Reproduce the material below verbatim, line for line, leaving out the images.

(Image object location entries)

□ □ □ □ □

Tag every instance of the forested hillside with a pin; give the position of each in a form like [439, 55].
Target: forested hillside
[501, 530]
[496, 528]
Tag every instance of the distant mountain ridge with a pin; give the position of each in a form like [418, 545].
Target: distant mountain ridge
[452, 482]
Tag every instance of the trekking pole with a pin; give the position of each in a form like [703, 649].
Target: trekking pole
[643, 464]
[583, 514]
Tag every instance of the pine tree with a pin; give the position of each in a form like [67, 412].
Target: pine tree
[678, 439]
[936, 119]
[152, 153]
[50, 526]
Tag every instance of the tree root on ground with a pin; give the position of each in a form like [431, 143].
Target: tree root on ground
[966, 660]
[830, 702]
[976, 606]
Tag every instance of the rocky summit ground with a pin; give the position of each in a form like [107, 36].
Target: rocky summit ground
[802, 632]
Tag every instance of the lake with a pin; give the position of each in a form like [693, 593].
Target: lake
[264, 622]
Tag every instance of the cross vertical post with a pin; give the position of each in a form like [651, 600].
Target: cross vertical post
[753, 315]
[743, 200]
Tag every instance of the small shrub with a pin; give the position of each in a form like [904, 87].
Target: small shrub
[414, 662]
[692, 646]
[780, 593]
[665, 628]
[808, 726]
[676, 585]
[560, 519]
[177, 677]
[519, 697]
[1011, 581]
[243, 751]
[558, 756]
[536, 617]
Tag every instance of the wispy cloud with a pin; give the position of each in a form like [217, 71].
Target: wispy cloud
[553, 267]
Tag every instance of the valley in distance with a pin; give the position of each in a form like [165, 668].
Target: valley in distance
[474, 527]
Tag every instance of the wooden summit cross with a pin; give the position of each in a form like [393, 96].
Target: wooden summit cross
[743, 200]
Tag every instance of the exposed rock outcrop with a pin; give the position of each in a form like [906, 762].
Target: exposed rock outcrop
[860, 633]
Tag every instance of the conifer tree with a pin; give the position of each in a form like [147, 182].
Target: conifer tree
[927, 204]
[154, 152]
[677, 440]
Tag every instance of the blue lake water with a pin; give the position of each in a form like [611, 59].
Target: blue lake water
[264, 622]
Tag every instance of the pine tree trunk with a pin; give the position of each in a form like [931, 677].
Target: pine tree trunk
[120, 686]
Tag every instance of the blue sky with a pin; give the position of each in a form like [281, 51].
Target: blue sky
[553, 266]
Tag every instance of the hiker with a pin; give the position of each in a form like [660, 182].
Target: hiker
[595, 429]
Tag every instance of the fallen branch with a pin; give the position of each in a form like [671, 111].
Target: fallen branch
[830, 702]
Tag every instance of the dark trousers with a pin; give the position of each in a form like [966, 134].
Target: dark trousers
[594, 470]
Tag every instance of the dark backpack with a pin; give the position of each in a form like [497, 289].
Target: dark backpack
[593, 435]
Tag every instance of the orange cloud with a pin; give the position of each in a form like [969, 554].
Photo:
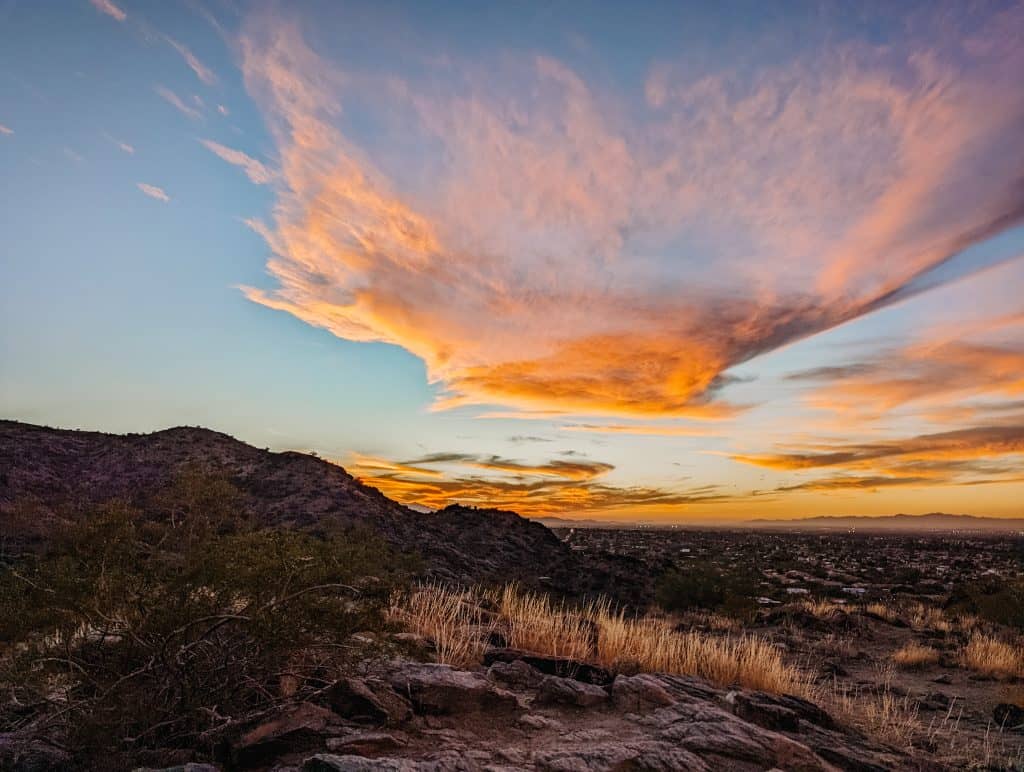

□ □ □ □ □

* THE OUTPUT:
Tag every instance of the forested hillside with a pin; give the position of each in a form like [439, 55].
Target: forested hillside
[501, 530]
[496, 528]
Tag every instance of the distant mountain ridge with a pin; give the position of each in a form like [418, 545].
Target: distant mountain ridge
[452, 482]
Tag every instance of the trekking pole with a pin; give the position of each in a form like [703, 649].
Target: trekking pole
[643, 464]
[583, 514]
Tag every instance of the pine tree with a pin; give the position of each in a form like [67, 412].
Target: pine tree
[678, 439]
[936, 119]
[152, 153]
[50, 526]
Tag every instance of the tree root on ground with a pin; give the position of each in a form like [431, 143].
Target: tree root on ground
[966, 660]
[830, 702]
[976, 606]
Tag every instance of the rocky summit ground with a pin; give the position of each in a form like [107, 36].
Target: rocky summit ground
[802, 632]
Tag every instance of the lake with a pin; give the position of each in a form like [693, 593].
Target: lake
[264, 622]
Tag every instance of the cross vertical post with a pin; give the position of each in a form like [651, 600].
Target: cross vertical post
[753, 315]
[743, 200]
Tag every instance of the small shrub with a pin; give the position of each in a form like [904, 87].
Target: small shrub
[414, 662]
[692, 646]
[780, 593]
[665, 628]
[808, 726]
[676, 585]
[560, 519]
[177, 677]
[519, 697]
[1011, 581]
[243, 751]
[558, 756]
[536, 617]
Tag every instance of the wispy cloud with a pin; give the position of each in a form like [217, 71].
Target: wispy cloud
[553, 267]
Tag every instance of the valley in distance with a pin; give the position of each in a form like [165, 668].
Target: valley in distance
[474, 527]
Tag every instance of the wooden summit cross with a pin; give the position of each in a form like [393, 96].
Target: wooden summit cross
[743, 200]
Tag every instance of the exposed rock outcrop with a pin; give the position of each in a form like [906, 762].
Target: exposed rock outcrop
[860, 633]
Tag every instance of the conifer tree with a pin; give the position of each in a form like [147, 182].
Target: conifer tree
[927, 204]
[154, 152]
[677, 440]
Tag every instance of the blue lake water with a pin; give the position of each in a form like [611, 59].
Target: blue lake water
[264, 622]
Tag every instance of the pine tree trunk with a pin; give the position of each in a form like [931, 677].
Target: pine tree trunk
[120, 686]
Tag every instance of the blue sky with a pin; give the position of each in a form like [281, 51].
Target: blue sky
[553, 266]
Tag every instance of the hiker with a pin; give the position of each in a form like [660, 182].
Target: hiker
[595, 429]
Tag every instance of the fallen branch with a pin; give the position of each in a form like [671, 111].
Target: fallen branch
[830, 702]
Tag every instance of the dark trousers with a pin; give the position of each in a form like [966, 134].
Target: dark trousers
[594, 470]
Tag every instance of the dark backpack with a pin; give the position of each in a form like [497, 289].
Target: dark backpack
[593, 435]
Tag every instance of the orange cloud with a pin; give the position of each in a form like [969, 554].
Photo:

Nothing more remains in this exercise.